[Saved entries]

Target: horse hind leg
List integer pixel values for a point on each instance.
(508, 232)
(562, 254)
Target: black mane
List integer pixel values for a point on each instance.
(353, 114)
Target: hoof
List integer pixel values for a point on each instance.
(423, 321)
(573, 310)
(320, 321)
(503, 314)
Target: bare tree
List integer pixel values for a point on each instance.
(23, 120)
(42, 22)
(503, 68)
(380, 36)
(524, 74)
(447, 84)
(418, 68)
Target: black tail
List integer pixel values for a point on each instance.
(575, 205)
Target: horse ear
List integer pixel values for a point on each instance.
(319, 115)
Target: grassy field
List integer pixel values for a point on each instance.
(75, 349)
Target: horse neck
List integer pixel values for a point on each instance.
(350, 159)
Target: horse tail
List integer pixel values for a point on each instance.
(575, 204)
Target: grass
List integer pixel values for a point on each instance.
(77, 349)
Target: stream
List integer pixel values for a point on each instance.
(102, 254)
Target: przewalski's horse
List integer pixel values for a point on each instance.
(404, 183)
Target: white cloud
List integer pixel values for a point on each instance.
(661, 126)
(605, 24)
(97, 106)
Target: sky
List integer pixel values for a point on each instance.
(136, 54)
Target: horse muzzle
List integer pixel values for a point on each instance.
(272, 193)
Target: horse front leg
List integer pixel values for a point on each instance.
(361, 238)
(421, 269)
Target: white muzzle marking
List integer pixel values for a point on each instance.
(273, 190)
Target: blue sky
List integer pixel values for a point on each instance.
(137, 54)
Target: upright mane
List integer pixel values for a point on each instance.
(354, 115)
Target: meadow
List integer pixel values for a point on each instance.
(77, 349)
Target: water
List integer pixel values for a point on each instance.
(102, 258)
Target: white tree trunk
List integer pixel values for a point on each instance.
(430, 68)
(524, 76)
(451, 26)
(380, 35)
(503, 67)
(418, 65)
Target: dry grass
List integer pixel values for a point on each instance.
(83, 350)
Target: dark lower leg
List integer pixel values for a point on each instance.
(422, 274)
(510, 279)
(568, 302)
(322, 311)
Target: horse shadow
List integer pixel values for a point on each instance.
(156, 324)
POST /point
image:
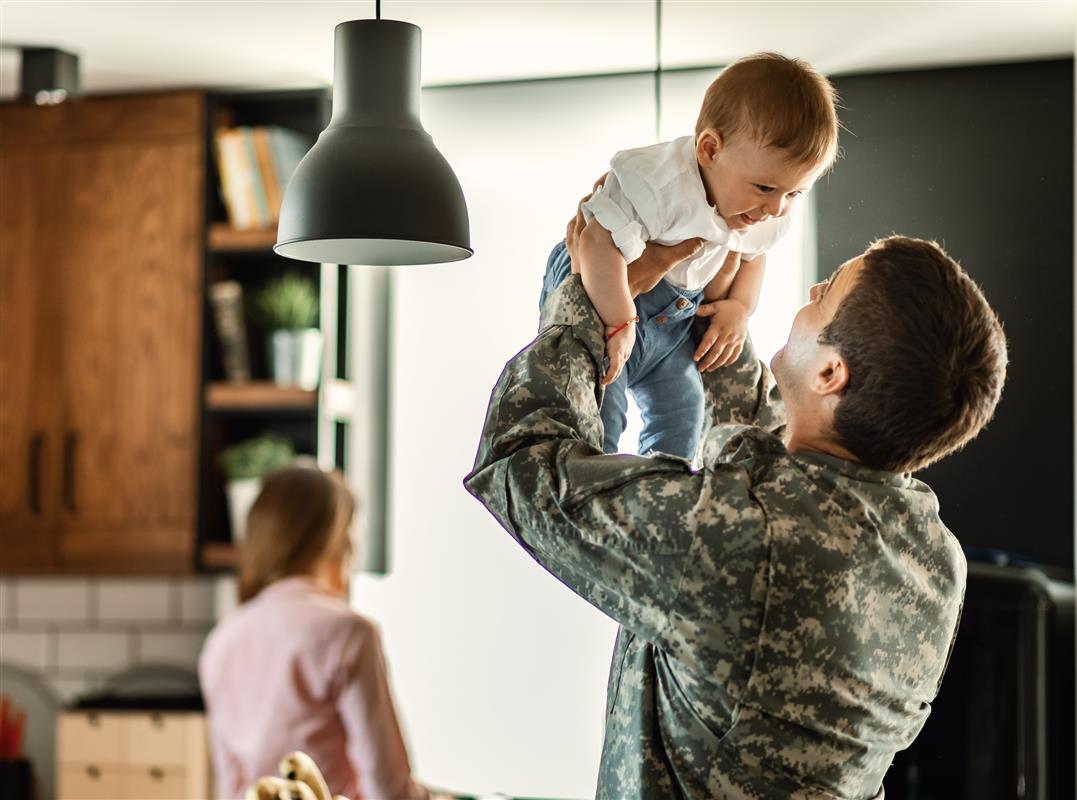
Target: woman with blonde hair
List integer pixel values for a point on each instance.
(294, 668)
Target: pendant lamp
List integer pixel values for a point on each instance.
(374, 190)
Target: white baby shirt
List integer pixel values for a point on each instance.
(655, 194)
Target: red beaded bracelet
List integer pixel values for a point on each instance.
(621, 327)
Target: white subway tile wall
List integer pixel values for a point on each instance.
(128, 601)
(78, 632)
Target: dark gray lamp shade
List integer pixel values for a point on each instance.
(374, 190)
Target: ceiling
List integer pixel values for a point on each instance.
(125, 45)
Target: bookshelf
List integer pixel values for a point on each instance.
(233, 411)
(261, 395)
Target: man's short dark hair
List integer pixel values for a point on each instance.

## EXERCISE DESCRIPTION
Whenever a line above holds the word "muzzle", include it in your count, and report nothing but that count.

## EXERCISE RESPONSE
2